***** Page text *****
Post edited February 15, 2010 at 12:07 PM EST.


~ It only takes one bottle cap moving at 23,000 mph to ruin your whole day ~


Mar 4th: Spectroscopy of "Large" Molecules on Earth and Elsewhere - Feb 12 2010 1:53PM
Mary Hogan Avatar
Mary Hogan
52 Posts

Mar 4th: Spectroscopy of "Large" Molecules on Earth and Elsewhere

Presentation by:
Jens Uwe Grabow from Hanover University

Abstract:
Larger molecules and molecular clusters are gaining not only technological but also academic attention with numerous questions on their structure and dynamical behaviour as well as fundamental problems in physics waiting to be answered. Targeted by high resolution spectroscopy, they impose a number of challenges, theoretically and experimentally. From the theoretical point of view, e.g., internal large amplitude motions result in complicated energy level schemes. For larger species exhibiting multiple internal motions at low barriers, the resulting spectra will be rather difficult to predict. From an experimental point of view, dense spectra at the presence of wide splitting patterns are difficult to assign. With narrow-banded techniques, even though very sensitive, identification of such spectral features becomes a paramount task. Nevertheless, the unrivalled resolution of these techniques provides a window to tackle fundamental questions in physics - potentially even beyond the standard model. Quantitative information on the structure, charge distribution, characterization of the chemical bond, details on internal dynamics, etc. - at the highest precision available to date - are encoded in pure rotational spectra obtained by microwave spectroscopy. Among others, we will present an example where internal movement is not governed sterically through space but electronically through a conjugated pi-bond system. Right now - about a quarter century after the introduction of supersonic-jet resonator Fourier-transform microwave spectroscopy - new exciting technical developments promise to overcome still existing limitations of rotational spectroscopy. First examples will be presented.
*****
Work order: In the post above, which university is the presenter from?
***** Dataset extract *****
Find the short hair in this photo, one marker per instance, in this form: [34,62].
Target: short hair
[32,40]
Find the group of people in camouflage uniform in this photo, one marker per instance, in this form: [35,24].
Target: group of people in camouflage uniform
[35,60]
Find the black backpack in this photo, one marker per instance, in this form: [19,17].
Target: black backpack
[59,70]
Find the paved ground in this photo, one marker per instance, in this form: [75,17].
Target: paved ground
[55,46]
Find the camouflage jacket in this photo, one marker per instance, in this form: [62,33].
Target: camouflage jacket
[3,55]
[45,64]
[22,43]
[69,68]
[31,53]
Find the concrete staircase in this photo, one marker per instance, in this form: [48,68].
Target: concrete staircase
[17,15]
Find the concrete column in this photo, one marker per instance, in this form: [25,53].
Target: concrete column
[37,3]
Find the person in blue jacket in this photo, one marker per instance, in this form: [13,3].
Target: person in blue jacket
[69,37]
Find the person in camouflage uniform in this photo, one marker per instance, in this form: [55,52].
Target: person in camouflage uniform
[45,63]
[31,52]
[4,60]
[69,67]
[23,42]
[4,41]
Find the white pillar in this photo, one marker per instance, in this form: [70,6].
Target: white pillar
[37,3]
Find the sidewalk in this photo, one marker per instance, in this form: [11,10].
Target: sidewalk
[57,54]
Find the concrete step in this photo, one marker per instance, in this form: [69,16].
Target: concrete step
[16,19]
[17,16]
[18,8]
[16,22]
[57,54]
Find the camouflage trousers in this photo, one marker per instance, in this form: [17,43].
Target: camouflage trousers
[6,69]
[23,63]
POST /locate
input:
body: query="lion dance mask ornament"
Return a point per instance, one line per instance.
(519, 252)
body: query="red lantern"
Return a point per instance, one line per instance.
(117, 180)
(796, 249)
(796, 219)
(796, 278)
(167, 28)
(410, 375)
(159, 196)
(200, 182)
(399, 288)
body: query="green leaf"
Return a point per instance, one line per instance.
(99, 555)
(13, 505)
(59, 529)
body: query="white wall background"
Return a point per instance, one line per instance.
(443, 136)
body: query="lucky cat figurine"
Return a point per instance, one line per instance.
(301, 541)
*****
Exercise solution: Hanover University